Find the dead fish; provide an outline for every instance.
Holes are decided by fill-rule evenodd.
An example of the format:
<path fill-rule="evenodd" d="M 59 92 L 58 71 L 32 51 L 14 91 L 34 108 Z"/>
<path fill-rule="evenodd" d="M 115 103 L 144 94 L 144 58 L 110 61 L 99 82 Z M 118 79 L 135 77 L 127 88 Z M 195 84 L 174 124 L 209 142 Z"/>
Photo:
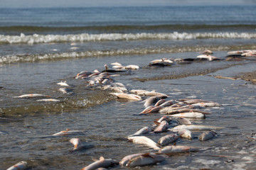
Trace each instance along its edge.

▸ Exercise requirements
Give back every line of the material above word for word, but leave out the picture.

▸ Full output
Find the dead fish; provide an outline for every instance.
Holes are decided by fill-rule evenodd.
An example of the format:
<path fill-rule="evenodd" d="M 59 92 L 58 71 L 32 51 L 14 91 L 34 108 Z"/>
<path fill-rule="evenodd" d="M 115 103 L 144 94 L 144 58 L 110 61 L 99 82 Z M 118 79 L 135 77 L 127 88 Z M 195 84 L 174 124 L 209 142 Z"/>
Photo:
Trace each instance along its edge.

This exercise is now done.